Best Buy is worth $33, despite lower margins
Efforts to draw traffic by lowering prices hammered Best Buy's margins. But the selling has been overdone.
Best Buy (BBY) reported a sharp decline of roughly 30% in its net profits this quarter compared to the same period last year. It missed consensus analysts' EPS estimate by approximately 8%, according to Thomson Reuters.
More importantly, investors reacted negatively to the fall in gross margins sending the shares down 15% earlier last week. Best Buy competes with general retailers like Wal-Mart (WMT) and Costco (COST) as well as other specialty retailers like Radio Shack (RSH) and GameStop (GME).
We believe this reaction, while understandable, is overdone. We have revised our price estimate for Best Buy to $33, implying a near 25% premium to the current market price. Best Buy's margins have been adversely affected due to its efforts to draw traffic by lowering its product prices, and we have revised our numbers based on company guidance.

> _GIVEN INFORMATION_
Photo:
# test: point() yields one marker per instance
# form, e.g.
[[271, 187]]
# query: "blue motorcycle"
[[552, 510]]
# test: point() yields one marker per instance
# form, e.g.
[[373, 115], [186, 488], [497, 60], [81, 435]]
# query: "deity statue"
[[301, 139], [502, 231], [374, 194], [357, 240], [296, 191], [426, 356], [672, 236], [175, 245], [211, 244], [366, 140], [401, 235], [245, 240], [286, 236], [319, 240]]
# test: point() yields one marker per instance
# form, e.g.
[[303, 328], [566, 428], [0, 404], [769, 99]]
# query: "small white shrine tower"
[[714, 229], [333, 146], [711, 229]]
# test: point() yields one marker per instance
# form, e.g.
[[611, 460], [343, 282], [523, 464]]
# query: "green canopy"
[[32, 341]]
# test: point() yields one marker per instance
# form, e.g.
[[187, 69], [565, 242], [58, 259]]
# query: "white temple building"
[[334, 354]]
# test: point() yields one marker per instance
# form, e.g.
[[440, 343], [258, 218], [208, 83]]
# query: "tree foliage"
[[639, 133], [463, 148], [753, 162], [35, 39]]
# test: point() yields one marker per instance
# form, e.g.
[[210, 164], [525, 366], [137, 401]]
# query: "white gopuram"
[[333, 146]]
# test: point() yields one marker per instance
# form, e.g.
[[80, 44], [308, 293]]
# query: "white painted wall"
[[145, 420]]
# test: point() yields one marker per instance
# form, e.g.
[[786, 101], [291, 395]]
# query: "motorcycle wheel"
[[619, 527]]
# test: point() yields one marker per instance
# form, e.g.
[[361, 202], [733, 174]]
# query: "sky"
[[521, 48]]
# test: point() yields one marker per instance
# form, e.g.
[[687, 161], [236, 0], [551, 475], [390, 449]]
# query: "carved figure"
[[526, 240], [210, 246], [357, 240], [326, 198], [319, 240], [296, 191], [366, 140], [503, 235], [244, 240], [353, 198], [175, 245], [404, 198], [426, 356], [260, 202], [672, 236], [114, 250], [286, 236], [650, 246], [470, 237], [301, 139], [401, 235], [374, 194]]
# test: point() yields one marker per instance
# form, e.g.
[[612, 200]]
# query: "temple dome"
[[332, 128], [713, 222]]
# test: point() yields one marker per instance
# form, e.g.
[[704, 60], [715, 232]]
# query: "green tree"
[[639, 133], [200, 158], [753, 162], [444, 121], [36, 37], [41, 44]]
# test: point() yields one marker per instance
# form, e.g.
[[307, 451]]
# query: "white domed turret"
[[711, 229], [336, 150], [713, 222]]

...

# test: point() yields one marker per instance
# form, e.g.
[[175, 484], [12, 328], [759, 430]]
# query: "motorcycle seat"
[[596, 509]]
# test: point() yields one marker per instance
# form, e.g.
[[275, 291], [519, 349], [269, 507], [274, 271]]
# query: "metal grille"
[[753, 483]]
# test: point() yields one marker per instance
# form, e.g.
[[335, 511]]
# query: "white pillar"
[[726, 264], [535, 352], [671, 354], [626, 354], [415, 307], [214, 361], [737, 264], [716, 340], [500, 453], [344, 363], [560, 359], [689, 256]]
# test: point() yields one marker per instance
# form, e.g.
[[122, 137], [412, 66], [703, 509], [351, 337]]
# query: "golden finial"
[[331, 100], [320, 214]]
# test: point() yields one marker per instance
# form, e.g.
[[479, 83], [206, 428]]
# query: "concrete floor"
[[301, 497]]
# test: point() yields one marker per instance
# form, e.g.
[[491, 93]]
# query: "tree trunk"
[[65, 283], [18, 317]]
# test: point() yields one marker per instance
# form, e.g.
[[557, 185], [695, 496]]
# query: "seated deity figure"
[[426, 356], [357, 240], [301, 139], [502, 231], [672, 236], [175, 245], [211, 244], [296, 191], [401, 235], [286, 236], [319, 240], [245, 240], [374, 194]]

> _PARTS OF THE EXERCISE_
**A)** In the Best Buy article, by roughly how much did the company miss the consensus analysts' EPS estimate?
**B)** Copy out everything in the Best Buy article from "Best Buy is" down to "has been overdone.".
The listing comes from a separate source unrelated to the Best Buy article.

> _COMPLETED EXERCISE_
**A)** By approximately 8%.

**B)**
Best Buy is worth $33, despite lower margins
Efforts to draw traffic by lowering prices hammered Best Buy's margins. But the selling has been overdone.